╭──

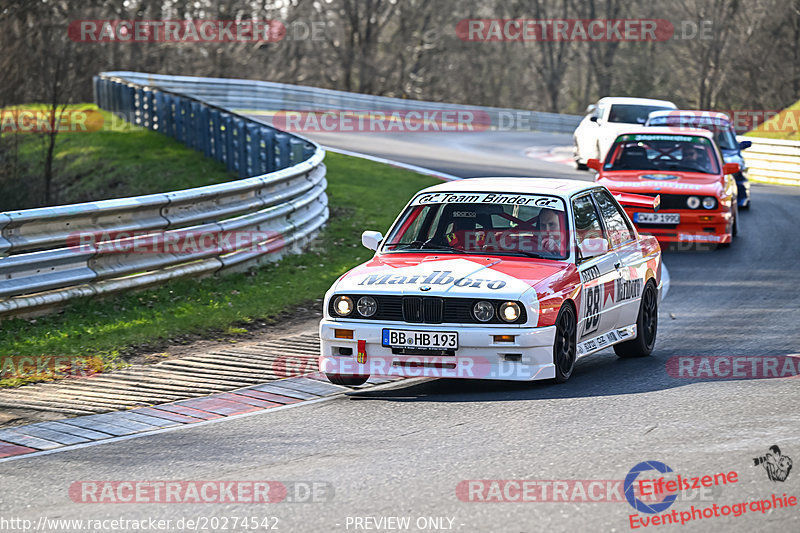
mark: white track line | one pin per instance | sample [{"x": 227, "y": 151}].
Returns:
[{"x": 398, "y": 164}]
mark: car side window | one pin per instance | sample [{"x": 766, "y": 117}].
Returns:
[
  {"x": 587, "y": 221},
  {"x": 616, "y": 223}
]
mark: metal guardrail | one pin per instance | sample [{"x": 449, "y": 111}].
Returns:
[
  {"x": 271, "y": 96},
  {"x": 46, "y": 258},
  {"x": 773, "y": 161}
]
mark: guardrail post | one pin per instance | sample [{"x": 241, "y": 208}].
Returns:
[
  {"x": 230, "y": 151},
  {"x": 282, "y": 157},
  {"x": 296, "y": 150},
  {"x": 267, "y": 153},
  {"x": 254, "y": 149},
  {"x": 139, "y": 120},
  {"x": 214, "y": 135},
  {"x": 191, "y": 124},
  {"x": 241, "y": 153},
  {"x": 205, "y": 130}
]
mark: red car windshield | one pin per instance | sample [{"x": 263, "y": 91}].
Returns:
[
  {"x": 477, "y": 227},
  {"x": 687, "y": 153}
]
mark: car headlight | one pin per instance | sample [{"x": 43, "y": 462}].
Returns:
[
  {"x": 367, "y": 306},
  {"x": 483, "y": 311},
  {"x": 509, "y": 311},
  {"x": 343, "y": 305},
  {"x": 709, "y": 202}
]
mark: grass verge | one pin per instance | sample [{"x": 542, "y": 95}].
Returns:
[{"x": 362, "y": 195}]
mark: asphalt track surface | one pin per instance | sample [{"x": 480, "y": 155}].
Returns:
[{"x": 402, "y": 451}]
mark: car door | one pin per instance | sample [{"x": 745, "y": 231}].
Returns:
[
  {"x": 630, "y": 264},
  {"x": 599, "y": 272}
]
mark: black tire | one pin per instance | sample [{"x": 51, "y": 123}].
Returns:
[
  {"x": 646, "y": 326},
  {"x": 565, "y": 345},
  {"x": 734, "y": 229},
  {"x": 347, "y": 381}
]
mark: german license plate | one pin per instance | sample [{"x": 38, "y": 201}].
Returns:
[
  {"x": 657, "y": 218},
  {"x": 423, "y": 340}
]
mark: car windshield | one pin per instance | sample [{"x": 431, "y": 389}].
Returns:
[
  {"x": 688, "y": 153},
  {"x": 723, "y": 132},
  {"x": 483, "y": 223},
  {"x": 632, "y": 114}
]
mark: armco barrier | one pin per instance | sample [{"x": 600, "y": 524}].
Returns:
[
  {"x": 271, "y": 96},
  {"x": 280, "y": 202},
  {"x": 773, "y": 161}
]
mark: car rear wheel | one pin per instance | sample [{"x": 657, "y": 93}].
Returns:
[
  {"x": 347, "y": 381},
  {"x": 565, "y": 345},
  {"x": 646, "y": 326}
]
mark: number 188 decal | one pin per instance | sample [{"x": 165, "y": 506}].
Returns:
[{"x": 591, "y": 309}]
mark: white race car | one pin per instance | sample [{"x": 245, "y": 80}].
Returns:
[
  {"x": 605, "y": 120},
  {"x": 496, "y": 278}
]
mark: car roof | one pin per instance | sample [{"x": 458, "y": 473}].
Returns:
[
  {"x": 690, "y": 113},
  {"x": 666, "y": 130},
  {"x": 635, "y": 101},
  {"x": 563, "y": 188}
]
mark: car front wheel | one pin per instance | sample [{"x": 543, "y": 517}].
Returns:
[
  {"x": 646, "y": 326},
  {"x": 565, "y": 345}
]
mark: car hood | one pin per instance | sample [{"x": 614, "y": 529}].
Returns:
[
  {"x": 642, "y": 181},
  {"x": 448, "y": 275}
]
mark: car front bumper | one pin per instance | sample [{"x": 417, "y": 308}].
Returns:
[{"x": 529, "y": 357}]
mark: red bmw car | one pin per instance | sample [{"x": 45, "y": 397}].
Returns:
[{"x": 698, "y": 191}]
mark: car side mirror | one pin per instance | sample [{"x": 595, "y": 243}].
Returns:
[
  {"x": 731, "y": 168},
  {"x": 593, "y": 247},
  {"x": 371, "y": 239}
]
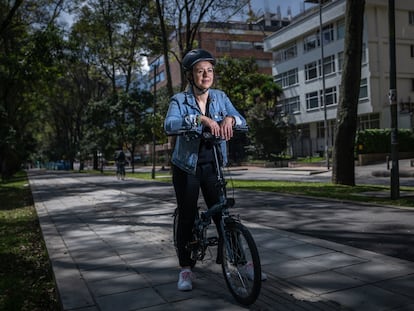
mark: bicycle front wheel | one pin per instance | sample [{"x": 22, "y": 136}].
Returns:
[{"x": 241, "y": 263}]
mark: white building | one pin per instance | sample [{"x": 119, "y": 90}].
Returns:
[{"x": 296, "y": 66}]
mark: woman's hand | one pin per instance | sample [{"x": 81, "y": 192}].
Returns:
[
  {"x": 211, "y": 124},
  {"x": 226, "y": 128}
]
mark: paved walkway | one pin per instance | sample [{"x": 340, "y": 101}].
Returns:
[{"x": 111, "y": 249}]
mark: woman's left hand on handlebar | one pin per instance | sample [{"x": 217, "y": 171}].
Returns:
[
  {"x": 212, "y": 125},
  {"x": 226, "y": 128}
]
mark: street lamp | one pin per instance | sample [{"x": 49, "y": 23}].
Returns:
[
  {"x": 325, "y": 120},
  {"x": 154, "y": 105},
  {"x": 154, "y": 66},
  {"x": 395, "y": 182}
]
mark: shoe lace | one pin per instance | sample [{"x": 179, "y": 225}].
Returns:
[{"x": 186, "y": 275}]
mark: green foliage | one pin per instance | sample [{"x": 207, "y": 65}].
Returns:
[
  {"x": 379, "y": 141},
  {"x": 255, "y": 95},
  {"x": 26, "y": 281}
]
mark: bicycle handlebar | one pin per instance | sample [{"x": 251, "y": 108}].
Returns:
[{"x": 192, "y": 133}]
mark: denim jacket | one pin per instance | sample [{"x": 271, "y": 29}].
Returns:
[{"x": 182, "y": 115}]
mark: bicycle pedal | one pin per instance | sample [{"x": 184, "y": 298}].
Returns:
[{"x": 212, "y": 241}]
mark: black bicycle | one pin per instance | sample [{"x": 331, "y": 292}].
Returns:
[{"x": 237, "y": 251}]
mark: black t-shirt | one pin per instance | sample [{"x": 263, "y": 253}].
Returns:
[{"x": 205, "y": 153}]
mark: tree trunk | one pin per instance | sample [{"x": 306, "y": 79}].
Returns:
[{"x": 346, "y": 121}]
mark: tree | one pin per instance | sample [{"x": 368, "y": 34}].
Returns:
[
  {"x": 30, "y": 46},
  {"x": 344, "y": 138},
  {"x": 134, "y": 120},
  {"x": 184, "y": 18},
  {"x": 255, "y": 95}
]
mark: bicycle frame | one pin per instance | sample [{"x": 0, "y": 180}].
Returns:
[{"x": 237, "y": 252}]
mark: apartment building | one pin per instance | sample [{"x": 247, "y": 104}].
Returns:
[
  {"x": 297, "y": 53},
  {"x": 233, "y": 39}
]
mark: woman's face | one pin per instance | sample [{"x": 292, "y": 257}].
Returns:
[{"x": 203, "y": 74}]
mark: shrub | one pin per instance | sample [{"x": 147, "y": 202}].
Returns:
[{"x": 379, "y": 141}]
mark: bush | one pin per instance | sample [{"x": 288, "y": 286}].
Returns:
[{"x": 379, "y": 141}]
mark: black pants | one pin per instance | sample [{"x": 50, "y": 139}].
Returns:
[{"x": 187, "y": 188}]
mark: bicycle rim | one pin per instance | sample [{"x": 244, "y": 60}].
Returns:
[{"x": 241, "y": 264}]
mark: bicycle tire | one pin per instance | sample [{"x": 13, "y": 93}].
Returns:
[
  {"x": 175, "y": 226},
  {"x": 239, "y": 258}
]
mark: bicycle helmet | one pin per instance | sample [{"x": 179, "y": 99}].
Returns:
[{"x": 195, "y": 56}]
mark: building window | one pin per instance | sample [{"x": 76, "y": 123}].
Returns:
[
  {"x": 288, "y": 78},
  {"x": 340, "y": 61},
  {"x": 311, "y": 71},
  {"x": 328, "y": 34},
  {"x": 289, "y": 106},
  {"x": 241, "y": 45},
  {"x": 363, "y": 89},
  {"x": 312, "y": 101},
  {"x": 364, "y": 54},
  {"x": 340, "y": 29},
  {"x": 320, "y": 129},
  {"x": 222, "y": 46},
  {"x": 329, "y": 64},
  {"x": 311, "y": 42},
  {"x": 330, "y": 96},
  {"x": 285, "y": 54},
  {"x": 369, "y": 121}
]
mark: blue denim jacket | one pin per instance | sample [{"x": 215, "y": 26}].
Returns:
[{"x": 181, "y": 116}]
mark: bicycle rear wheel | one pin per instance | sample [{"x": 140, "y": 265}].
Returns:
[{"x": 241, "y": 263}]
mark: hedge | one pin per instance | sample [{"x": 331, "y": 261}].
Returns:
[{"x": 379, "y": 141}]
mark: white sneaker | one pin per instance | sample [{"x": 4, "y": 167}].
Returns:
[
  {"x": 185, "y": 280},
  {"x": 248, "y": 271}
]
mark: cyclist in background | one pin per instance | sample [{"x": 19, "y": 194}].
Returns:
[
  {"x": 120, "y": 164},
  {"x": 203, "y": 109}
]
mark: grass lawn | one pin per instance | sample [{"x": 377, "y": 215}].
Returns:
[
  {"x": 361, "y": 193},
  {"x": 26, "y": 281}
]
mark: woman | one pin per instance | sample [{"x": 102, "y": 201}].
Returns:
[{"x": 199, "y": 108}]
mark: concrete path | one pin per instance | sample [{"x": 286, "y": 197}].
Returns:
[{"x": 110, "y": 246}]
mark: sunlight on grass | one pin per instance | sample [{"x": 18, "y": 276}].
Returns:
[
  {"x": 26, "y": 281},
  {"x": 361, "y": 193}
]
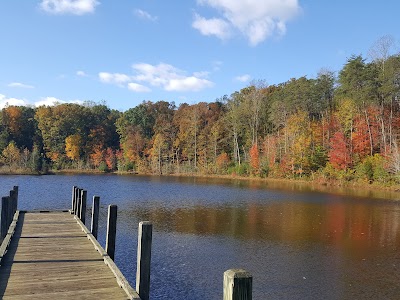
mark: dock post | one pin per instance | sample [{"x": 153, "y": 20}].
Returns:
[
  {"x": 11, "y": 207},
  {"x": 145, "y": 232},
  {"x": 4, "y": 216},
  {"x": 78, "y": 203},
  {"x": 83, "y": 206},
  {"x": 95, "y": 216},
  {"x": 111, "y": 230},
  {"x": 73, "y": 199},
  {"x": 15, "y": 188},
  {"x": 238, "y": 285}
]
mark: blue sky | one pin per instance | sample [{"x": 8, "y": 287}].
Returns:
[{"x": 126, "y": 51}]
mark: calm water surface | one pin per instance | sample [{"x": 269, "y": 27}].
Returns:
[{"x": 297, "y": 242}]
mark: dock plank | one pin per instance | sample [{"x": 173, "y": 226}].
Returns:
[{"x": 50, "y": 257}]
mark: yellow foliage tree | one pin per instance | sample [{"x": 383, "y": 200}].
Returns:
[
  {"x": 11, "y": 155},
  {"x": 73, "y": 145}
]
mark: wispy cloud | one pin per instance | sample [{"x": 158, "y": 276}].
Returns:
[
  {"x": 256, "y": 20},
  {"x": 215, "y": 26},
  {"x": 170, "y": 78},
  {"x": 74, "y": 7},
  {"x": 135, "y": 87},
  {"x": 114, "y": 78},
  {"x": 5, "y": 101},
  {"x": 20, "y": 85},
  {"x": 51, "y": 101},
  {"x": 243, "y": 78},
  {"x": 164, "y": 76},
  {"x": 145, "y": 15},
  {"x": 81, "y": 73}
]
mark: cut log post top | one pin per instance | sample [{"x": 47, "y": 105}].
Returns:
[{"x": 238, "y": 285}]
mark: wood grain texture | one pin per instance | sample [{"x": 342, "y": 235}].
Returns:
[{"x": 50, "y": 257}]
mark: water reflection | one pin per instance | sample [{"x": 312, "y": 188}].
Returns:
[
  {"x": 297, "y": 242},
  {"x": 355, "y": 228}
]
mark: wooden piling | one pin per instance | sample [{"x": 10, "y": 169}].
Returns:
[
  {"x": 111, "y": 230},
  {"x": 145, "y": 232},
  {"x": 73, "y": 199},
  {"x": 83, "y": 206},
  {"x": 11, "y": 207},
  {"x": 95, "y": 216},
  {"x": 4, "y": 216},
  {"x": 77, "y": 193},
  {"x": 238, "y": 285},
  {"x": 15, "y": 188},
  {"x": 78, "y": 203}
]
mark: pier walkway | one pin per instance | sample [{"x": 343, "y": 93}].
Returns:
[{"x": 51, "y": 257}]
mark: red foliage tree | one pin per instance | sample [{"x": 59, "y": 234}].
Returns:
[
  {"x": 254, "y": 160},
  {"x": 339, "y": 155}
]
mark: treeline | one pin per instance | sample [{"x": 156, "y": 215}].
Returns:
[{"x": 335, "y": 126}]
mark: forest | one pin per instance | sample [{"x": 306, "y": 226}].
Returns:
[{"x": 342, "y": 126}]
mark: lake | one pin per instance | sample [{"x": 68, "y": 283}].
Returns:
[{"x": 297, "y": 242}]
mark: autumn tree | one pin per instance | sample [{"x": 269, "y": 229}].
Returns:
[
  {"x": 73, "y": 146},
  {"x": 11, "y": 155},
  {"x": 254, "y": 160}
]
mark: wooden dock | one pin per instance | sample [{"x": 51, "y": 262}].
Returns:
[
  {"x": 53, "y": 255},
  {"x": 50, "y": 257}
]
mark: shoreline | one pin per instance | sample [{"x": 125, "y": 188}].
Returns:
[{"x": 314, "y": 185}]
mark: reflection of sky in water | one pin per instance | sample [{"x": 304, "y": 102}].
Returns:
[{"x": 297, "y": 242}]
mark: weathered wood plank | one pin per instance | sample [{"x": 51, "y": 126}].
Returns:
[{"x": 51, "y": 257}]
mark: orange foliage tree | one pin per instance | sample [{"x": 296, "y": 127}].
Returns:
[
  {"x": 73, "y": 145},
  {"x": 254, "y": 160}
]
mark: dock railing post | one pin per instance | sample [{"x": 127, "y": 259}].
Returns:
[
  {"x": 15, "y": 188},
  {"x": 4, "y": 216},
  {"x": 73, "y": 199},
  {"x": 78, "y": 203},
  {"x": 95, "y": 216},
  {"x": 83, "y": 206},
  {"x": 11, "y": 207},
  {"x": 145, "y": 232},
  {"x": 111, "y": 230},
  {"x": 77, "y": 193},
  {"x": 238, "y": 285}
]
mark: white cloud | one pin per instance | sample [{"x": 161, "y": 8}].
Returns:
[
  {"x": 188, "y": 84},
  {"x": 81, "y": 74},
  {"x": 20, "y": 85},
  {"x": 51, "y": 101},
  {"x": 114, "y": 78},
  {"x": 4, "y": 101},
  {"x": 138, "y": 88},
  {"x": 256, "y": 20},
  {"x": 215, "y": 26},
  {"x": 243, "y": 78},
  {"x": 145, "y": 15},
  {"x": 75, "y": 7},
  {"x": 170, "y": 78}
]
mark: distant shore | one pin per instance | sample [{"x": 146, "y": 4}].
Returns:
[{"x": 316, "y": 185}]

╰──

■ WHAT IS BEING ASKED ■
Reproduce exactly, and only, the part of the listing above that begins at the line with "mark: blue sky" and goes on through the line with "mark: dock plank".

■ OUTPUT BELOW ■
mark: blue sky | one pin per instance | sample [{"x": 8, "y": 287}].
Returns:
[{"x": 126, "y": 51}]
mark: calm water surface | one pin per instance | sample [{"x": 269, "y": 27}].
Returns:
[{"x": 297, "y": 242}]
mark: dock plank | one pin per instance | sample [{"x": 173, "y": 226}].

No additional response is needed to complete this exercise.